## Photo object pointing data
————————

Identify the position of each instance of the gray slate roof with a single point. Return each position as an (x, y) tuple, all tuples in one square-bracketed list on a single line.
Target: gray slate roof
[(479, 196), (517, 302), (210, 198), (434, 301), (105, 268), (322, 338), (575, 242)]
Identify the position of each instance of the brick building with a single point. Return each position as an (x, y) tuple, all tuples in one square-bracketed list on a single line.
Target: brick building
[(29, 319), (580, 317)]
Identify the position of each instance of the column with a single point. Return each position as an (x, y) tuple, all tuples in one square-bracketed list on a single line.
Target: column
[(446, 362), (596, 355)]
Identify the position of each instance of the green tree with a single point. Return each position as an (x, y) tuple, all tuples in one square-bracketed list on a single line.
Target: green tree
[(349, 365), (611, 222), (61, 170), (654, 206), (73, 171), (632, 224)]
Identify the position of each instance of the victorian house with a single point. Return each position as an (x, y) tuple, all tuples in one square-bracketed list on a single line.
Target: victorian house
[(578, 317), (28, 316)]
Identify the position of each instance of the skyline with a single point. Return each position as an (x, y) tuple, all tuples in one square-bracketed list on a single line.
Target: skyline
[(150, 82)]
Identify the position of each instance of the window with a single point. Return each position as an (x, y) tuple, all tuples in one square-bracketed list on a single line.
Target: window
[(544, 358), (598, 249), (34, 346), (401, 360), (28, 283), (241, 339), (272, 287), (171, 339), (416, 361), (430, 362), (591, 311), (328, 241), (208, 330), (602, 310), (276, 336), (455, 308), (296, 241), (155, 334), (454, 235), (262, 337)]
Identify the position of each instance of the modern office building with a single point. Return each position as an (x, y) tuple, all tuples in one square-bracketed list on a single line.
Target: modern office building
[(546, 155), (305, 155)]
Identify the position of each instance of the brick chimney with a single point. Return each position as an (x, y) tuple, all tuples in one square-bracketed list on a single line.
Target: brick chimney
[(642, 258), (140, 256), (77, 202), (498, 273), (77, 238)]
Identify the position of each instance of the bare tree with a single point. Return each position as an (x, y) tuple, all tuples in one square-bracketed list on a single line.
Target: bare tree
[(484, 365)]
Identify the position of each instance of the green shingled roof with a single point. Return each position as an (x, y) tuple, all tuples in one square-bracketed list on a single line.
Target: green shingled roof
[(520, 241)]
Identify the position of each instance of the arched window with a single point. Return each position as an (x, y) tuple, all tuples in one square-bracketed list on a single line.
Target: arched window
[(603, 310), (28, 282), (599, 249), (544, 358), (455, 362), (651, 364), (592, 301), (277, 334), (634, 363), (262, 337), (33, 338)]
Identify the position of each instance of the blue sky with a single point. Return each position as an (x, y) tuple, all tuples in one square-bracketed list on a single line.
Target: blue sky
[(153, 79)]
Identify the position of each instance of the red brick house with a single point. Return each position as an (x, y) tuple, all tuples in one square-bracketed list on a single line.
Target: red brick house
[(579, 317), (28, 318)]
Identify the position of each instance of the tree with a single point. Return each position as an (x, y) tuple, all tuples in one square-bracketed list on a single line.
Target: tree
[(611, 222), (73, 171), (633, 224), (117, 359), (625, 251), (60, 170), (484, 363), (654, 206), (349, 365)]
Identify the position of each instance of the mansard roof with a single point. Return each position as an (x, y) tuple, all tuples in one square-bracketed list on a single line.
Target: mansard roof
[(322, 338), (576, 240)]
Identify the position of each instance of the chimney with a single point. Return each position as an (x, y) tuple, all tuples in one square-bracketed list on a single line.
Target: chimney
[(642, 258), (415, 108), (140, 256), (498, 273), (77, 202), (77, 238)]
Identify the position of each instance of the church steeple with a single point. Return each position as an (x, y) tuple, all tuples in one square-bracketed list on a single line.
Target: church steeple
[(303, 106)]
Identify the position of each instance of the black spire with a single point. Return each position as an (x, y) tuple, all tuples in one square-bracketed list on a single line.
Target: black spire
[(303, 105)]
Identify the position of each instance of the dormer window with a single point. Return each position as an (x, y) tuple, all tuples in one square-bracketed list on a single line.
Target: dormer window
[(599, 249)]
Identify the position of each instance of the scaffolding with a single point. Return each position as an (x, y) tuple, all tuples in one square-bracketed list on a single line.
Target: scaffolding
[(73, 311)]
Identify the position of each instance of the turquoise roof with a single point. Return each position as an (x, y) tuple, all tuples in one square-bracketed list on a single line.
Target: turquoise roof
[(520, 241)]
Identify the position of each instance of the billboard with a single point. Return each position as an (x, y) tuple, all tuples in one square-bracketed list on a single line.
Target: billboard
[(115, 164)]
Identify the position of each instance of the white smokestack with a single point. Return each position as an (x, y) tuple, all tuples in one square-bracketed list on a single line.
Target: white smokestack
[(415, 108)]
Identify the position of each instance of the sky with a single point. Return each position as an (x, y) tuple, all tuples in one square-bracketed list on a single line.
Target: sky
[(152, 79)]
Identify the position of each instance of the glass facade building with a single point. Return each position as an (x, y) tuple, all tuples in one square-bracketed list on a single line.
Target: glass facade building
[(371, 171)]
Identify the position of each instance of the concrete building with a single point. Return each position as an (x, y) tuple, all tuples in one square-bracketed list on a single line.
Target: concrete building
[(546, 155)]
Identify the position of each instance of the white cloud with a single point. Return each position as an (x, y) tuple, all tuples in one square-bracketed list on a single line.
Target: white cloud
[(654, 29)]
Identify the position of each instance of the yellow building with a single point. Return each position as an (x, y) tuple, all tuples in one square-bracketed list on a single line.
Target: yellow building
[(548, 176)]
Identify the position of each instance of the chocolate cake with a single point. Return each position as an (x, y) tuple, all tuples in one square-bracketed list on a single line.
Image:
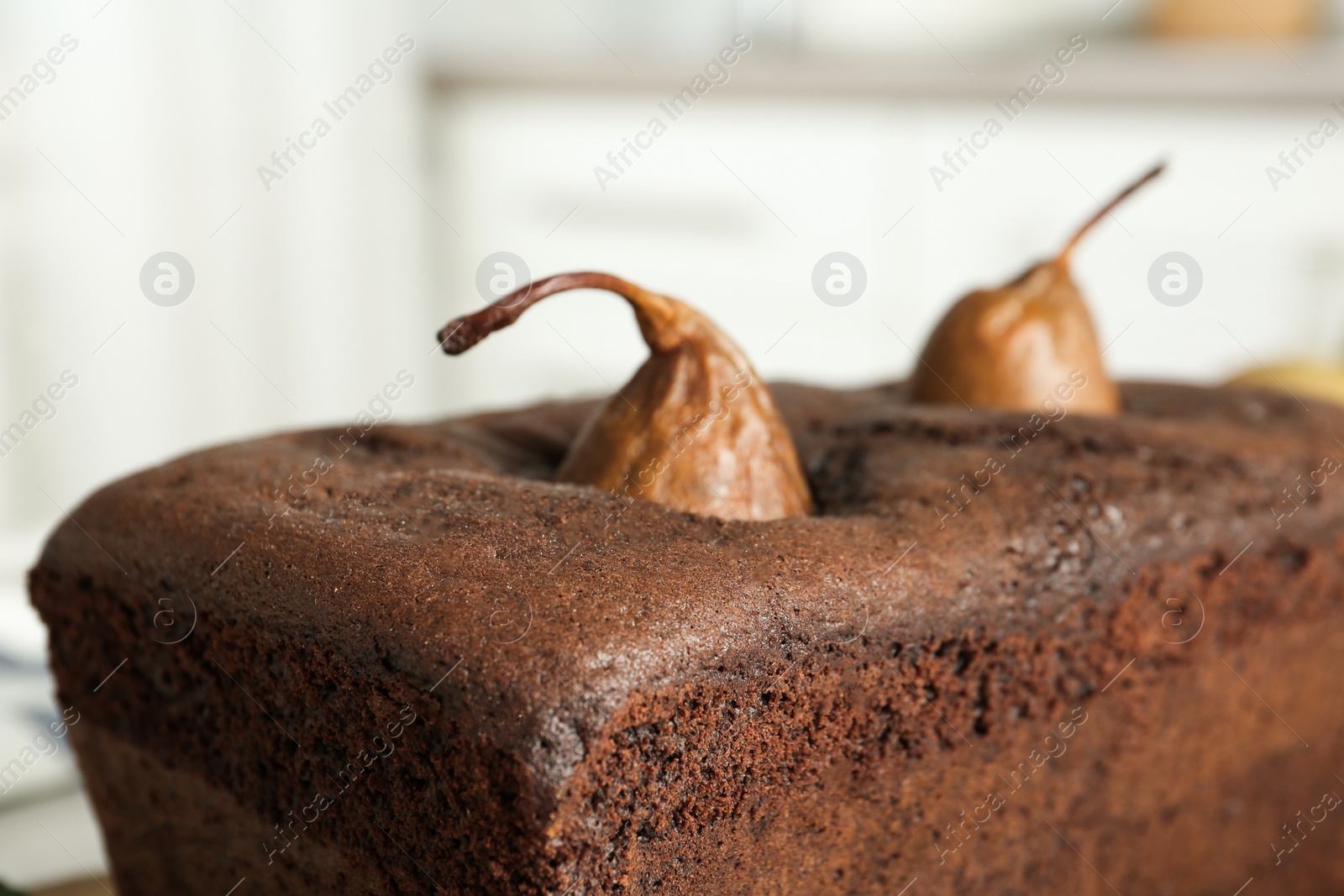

————————

## Exercise aim
Can you transcribe every line of the data above word for word, leaving out the pictures?

## Expected output
Identify the position of each instance of the gray slate roof with a single point. Return each position as an (x, y) tuple, all tuples in one square-bracketed list on a single line.
Target: gray slate roof
[(479, 196), (517, 302), (210, 198), (434, 301), (105, 268), (322, 338), (575, 242)]
Identify the position of each instance of the brick building with a single point. Return each position as an (x, y) tuple, all tuples in one square-bracketed list on a single line.
Target: brick building
[(29, 319), (580, 317)]
Identify the position of each instance of the column with a single point. Return each position as an (x, y) tuple, all tuples in one square-bracketed list on a single line.
Target: column
[(446, 362), (596, 355)]
Identify the position of each instance of the green tree with a single point. Return each position as an (x, y) tuple, all tuples in one square-bracketed list on a single line.
Target: green tree
[(349, 365), (611, 222), (61, 170), (654, 206), (73, 171), (632, 224)]
Identify the position of each instance of the victorian house with a single point. Return each position as an (x, y) tuple, all tuples in one square-bracketed list on a single line.
Target: victorian house
[(578, 317), (28, 316)]
Identify the position of each instance of the skyline with a single point. Return each position as an (x, y) tuple, all tuples in one square-bracketed list on a single line.
Target: skyline
[(150, 82)]
Identify the position of each instance of the window with a single point. Return each position as an (x, y) tuple, all tuples in one square-bracketed list on a single line.
Target: window
[(544, 358), (598, 249), (34, 346), (401, 360), (28, 283), (241, 339), (272, 287), (171, 339), (416, 361), (430, 362), (591, 311), (328, 241), (208, 330), (602, 310), (276, 336), (455, 308), (296, 241), (155, 334), (454, 235), (262, 337)]
Identify the position of each instance of the modern office building with a single point. Return each position as an (x, y) tuple, all tuples in one square-bracketed list on a single line.
Target: modern office building
[(546, 155), (305, 155)]
Identify the position of each instance of the brick chimney with a single point. Return each position as an (x, y) tuple, all tuples in one square-bracketed list on a single line.
Target: brick chimney
[(642, 258), (140, 256), (77, 202), (498, 273), (77, 238)]
Identify the position of each instance of the bare tree with a single point. Return each position as an (x, y) tuple, all tuples in one square-bracketed list on a single line.
Target: bare tree
[(484, 365)]
Identify the position of each instance of the green shingled roof with a single point. Return each position as an (x, y) tuple, all tuples in one square-bracketed list on a single line.
Target: green shingled roof
[(520, 241)]
Identify the position of each instance of the arched window with a single point. Return each position as an (x, y) tuple, all tuples in one square-bracketed list on a single line.
Target: arched window
[(603, 310), (28, 282), (599, 249), (544, 358), (455, 362), (651, 364), (592, 301), (277, 334), (634, 363), (262, 337), (33, 338)]
Identify the position of each instance of the blue sky with a single point. Return each position as an (x, y) tuple, all tuples in one square-bracketed list on a single line.
Target: blue sky
[(153, 79)]
Identify the position of each instance of the red brick house with a single point. Return each position as an (x, y) tuple, all tuples in one square-bracketed list on a single line.
Target: red brick house
[(579, 317), (28, 318)]
Identify the position of each instance of the tree with a single point. Return each position as an (x, y) tuple, all tuples in one square-bracketed list on a single line.
Target: tree
[(611, 222), (73, 171), (633, 224), (117, 359), (625, 251), (60, 170), (484, 363), (654, 206), (349, 365)]
Identify the position of each instance of the mansard roof with a single point. Return each position as an (x, y) tuple, all tuples in one square-bracketed list on a single line.
Target: mansard roof
[(322, 338), (576, 240)]
Identify the position of each instance of the chimney with a single point. Return each position as an (x, y) tuple, all tuples in one square-bracketed list on a single line.
Target: chimney
[(642, 258), (415, 108), (140, 256), (498, 273), (77, 202), (77, 238)]
Identify the position of each instance of the church steeple with a single point. Return each position as an (x, y) tuple, all tuples in one square-bracketed list on a single line.
Target: church steeple
[(303, 106)]
Identify the position of each instance of the black spire with a single point. Return each position as an (x, y) tuple, all tuples in one square-bracketed list on a single line.
Target: black spire
[(303, 105)]
Identify the position of each instance of the dormer window with a single point. Return each position as an (x, y) tuple, all tuples in one square-bracketed list on a single line.
Target: dormer window
[(599, 249)]
Identify the position of each instance of the scaffolding with a single point. Return each position as an (x, y) tuple, all tuples in one square-bracketed list on a single line.
Target: scaffolding
[(73, 311)]
Identify the position of each instance of the turquoise roof with a single point. Return each position as an (x, y) tuple, all tuples in one square-bracketed list on a single line.
Target: turquoise roof
[(520, 241)]
Identify the position of each instance of the billboard with a single point. Return each position as an (x, y) tuple, all tuples in one square-bracketed list on a single line.
Target: billboard
[(115, 164)]
Identify the position of each instance of the white smokestack with a single point. Return each position as an (x, y) tuple, all tuples in one square-bracketed list on a single line.
Target: white smokestack
[(415, 108)]
Identify the position of each instance of the sky with a single point. Return each position as an (x, y) tuple, all tuples in one square-bracketed list on a single line.
Target: sky
[(152, 79)]
Identify the position of each instance of the glass facade building with a single point. Return each position as an (x, y) tuple, all tuples in one square-bracketed list on a single line.
Target: glass facade building
[(371, 171)]
Identify the position of each instance of the concrete building with a single point. Return each position as an (x, y) tuple, all tuples in one square-bracketed list on a single line.
Target: concrete building
[(546, 155)]
Identify the position of each instance of the white cloud with a single point. Return each position as an (x, y) tuple, all tuples in one square-bracketed list on a single line.
Target: white cloud
[(654, 29)]
Identify the position of each instance of the yellow building with a single point. Return each position as an (x, y) tuple, all tuples in one square-bracketed list on a single line.
Target: yellow building
[(548, 176)]
Identify the position of each instance of the chocolate cake with a single point. Return each position as an (x, y) tuple, all tuples in one square-bracketed list on a single line.
Image:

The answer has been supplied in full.